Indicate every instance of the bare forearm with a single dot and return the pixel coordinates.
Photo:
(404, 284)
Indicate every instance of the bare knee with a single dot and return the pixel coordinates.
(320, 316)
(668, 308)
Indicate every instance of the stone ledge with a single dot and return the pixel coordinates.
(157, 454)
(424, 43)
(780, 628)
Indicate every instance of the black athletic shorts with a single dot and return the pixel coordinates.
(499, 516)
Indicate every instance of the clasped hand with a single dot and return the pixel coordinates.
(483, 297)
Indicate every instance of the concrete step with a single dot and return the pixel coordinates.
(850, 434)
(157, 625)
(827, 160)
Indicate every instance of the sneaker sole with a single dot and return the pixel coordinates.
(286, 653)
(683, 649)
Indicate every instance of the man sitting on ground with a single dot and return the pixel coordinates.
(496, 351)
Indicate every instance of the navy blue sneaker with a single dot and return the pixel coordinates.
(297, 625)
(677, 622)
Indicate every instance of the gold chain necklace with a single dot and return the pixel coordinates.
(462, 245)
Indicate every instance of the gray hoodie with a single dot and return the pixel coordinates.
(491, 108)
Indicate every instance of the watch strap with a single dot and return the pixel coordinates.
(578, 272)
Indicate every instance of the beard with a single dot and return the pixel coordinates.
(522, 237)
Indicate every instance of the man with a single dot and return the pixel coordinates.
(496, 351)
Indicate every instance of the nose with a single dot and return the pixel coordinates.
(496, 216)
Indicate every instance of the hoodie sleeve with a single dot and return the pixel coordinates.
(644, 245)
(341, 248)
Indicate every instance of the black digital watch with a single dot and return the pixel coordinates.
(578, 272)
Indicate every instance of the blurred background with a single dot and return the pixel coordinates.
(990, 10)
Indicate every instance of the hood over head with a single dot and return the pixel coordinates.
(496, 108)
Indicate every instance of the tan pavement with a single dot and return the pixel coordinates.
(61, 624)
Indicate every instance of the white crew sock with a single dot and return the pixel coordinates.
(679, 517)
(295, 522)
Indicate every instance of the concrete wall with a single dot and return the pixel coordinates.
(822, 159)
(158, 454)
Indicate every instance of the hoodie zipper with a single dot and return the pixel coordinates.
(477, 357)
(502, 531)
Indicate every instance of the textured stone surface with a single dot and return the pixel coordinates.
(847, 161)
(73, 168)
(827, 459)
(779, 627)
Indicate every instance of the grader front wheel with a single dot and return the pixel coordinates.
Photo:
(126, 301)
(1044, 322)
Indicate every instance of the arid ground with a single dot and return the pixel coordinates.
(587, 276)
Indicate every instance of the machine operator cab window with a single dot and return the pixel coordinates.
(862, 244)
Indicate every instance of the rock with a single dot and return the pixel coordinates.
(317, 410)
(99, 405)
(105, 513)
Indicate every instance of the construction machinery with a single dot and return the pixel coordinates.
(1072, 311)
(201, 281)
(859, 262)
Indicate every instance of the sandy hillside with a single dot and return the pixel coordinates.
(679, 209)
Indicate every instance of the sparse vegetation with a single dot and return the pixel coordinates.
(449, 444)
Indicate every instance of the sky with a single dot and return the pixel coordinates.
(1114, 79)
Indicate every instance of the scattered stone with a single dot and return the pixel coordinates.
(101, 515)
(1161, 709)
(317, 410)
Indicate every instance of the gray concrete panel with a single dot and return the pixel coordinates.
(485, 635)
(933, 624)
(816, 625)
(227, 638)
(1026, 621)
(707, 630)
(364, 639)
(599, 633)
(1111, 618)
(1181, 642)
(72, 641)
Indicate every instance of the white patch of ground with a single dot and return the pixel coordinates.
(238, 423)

__Instructions to follow__. Retype the whole listing above. Please keep it exact.

__Exercise solution__.
Indicate every instance of the bare forearm with a single dot and return the pixel coordinates.
Photo:
(404, 284)
Indicate every instance of the bare knee with a single dot and return the pixel coordinates.
(320, 316)
(668, 308)
Indicate every instance of the stone ledge with a single dot and return the pixel coordinates.
(157, 454)
(424, 43)
(780, 628)
Indicate every instance of the black athletic shorts with a single dot and return the pixel coordinates.
(499, 516)
Indicate every instance of the clasped hand with a single dot and return the pixel coordinates.
(483, 297)
Indicate every instance of the concrete step with a single dot and return the pixel coordinates.
(850, 434)
(157, 625)
(827, 160)
Indicate every instance of the sneaker sole with a single dot and return the pixel coordinates.
(286, 653)
(683, 649)
Indicate every instance of the man sitting on ground with a single dot and return the pixel coordinates.
(496, 351)
Indicate every instance of the navy blue sneaker with a single dot and return the pixel coordinates.
(297, 625)
(677, 622)
Indicate every instance of the gold chain necklace with a single dot and return the pixel coordinates.
(462, 245)
Indicate every instance of the gray hoodie with a single dot and return the pixel coordinates.
(491, 108)
Indicate every instance of the watch strap with a single dot and return the pixel coordinates.
(578, 272)
Indicate every instance of the beard with a single dot and return the pixel coordinates.
(522, 237)
Indicate every instance of the man with a single dot and return the pixel coordinates.
(496, 351)
Indicate every instance of the nose with a single dot and return the pixel coordinates.
(496, 216)
Indicate every instance of the hoodie sleeve with a single dot and return the pixel coordinates.
(644, 245)
(341, 248)
Indicate every instance of the black digital watch with a single dot and return the pixel coordinates.
(578, 272)
Indicate every instance of the blurred background with a single dot and return the pixel coordinates.
(990, 10)
Indicate every instance of the hood over head with a single dot and return the pixel coordinates.
(496, 108)
Indicate every instance of the tan pavement with a single dot and return the pixel coordinates.
(61, 624)
Indicate every instance of the white crew sock with a single dot and return the pixel coordinates.
(679, 517)
(295, 522)
Indicate every instance of the concrete wall with a single dot and return the pixel coordinates.
(822, 159)
(158, 454)
Indicate every instance of the hoodie zipper with a single dot and return the pixel coordinates.
(477, 357)
(502, 531)
Indicate every instance of the textured stone surface with a single dot and return the pixel coordinates.
(847, 161)
(73, 168)
(827, 459)
(779, 627)
Indicate every instance of the grader front wheel with a single dot and return the pixel coordinates.
Photo:
(126, 301)
(1044, 322)
Indicate every instance of the arid ground with a single dot and return the pixel coordinates.
(587, 276)
Indicate every instance of the machine operator cab window with a single dot and return the pixel coordinates.
(862, 244)
Indicate every instance of the rock with a single dot and return the pixel coordinates.
(317, 410)
(99, 405)
(105, 513)
Indicate every instance of the construction machinery with a single dot and return the pixel coordinates.
(1072, 311)
(201, 281)
(859, 262)
Indicate every instance of the sandy hillside with a single dot and return the pixel coordinates.
(679, 209)
Indicate every instance of the sparse vegetation with a single dot and return the pixel coordinates.
(449, 444)
Indicate every instance of the sky with a single dot and return the pixel coordinates.
(1114, 79)
Indicate every instance of the scattered stone with a single dot and return the pixel coordinates.
(101, 515)
(1161, 709)
(317, 410)
Indicate every instance of the gray concrete panel with a single dot and return the pixel coordinates.
(485, 635)
(933, 624)
(816, 625)
(227, 638)
(1026, 621)
(707, 630)
(364, 639)
(599, 633)
(1111, 618)
(1181, 642)
(72, 641)
Indicate every instance of the white patch of ground with a single dot and return the pixel coordinates.
(238, 423)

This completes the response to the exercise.